(Dataset records about object locations)
** begin **

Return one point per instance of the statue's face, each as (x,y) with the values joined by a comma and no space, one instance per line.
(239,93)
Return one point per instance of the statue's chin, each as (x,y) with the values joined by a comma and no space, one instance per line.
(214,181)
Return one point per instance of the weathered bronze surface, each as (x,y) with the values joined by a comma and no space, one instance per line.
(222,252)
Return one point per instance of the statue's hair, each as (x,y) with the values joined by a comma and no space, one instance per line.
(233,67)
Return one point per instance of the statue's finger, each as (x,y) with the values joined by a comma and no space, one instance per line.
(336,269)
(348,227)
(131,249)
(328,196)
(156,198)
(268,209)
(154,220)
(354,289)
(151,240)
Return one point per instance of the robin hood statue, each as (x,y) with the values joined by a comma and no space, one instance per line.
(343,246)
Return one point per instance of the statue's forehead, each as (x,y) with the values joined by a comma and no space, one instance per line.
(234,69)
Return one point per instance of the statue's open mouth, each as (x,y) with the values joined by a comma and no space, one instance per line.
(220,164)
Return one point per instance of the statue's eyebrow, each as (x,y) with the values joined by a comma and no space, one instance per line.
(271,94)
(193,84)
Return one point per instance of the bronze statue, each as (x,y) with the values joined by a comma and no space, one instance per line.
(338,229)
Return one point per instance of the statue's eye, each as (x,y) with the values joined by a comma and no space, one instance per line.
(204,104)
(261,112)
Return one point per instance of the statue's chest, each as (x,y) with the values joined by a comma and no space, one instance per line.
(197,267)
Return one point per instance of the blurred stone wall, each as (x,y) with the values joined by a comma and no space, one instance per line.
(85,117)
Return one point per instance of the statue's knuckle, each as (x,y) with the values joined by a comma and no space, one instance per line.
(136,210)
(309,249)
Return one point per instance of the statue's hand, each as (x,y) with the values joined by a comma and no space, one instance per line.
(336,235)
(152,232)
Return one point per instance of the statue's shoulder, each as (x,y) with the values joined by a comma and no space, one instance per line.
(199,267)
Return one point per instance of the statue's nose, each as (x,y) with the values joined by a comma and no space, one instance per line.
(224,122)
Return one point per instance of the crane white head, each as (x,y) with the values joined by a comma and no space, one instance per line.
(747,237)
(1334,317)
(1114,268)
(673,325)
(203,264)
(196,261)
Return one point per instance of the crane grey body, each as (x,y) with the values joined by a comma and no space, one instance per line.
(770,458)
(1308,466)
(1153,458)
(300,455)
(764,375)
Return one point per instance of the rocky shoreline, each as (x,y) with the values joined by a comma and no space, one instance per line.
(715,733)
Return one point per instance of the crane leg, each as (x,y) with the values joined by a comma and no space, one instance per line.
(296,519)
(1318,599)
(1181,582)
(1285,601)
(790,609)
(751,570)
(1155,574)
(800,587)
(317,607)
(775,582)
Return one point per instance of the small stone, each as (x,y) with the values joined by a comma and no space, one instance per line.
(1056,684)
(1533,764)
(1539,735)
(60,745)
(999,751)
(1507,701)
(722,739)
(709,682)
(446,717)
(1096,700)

** end **

Retype the data exactly as given.

**COMPLETE ANSWER**
Return one point per instance of the statue's face, each as (x,y) with the values joined by a comma and no space, one instance per line.
(239,93)
Return one point per instance of the statue's chin, each as (x,y) with the values joined by a comma and no space, one instance per line.
(214,181)
Return one point per instance of the weathered bronze surface, each as (x,y) with the values joined by a comma and no space, one instance per line.
(222,252)
Return one point per instance of the statue's hair, each as (x,y) with the values joined by a comma and no space, one instance per line.
(233,67)
Return one point per instance of the statue's finger, each as (x,y) with the values joined by a comma and no space, one instance per line.
(336,269)
(348,227)
(131,249)
(328,196)
(156,198)
(268,209)
(154,220)
(354,289)
(151,240)
Return one point per instance of the robin hood statue, each as (x,y) with the values joined by a comma and no space, one instance per line.
(343,246)
Return one point per instance of the statue's forehead, each as (x,y) with the values joined by a comma and no space, one instance per line.
(234,69)
Return one point per instance of the statue's open mouth, each as (x,y) with the values joined by a comma and no space, one instance per line.
(220,164)
Return one point per instance of the statue's eyebrow, each as (x,y) with the values joined by a comma and no space, one instance per line.
(271,94)
(193,84)
Return one point per instance of the bronze statue, each as (x,y) with the values joined by a comma and no space, one instance per line.
(338,229)
Return one point per instance of the statue's eye, each as (x,y) with the values joined by a comma and no space, one instance per line.
(204,104)
(261,112)
Return one point per instance of the statue's chest, each as (x,y) with the values joined by a comma and no space, one instance per line.
(197,267)
Return one point per instance of the blurred stone wall, each as (x,y) with the values joined by a comma and no space, one instance per line.
(85,117)
Return one point per instance of the statue's knuckle, each as (x,y) with the values joined by a comma and no space, one instance per line.
(136,210)
(309,249)
Return one point per instance of the statue's hand, each as (x,y) with the values joined by a comma and no space, one instance per line.
(336,235)
(152,232)
Return one point per instance of the statue's shoulder, each as (x,y) with the values joined by a comma and no space, one instance per line.
(199,267)
Return one point per instance of the statue's nose, each as (x,y) with the values joined by a comma and no space, one instance per line.
(224,122)
Return one point per instance of the crane white head, each as (x,y) with the values joined by a comma and no space, one instance per line.
(747,237)
(1334,317)
(1114,268)
(673,325)
(203,264)
(196,261)
Return one point per instance of the crane grey body, each as (x,y) with the values joined by a comma and no space, one instance per line.
(770,458)
(1308,466)
(1153,458)
(300,455)
(764,375)
Return one point per instance of the rocky shoreline, each as (x,y) with the values joined by a comma and no space, one instance per line.
(715,733)
Return one point per instance of the crane leg, each as (x,y) with the values joined by a comma and no space, one instance per line.
(296,519)
(1318,599)
(1181,582)
(1285,601)
(790,609)
(751,570)
(1155,574)
(800,587)
(317,607)
(775,582)
Return one point per instance of the small stone, each as (x,y) with the values joined by a comma and no space, one instance per line.
(1056,684)
(1533,764)
(1539,735)
(60,745)
(999,751)
(1507,701)
(722,739)
(709,682)
(446,717)
(1096,700)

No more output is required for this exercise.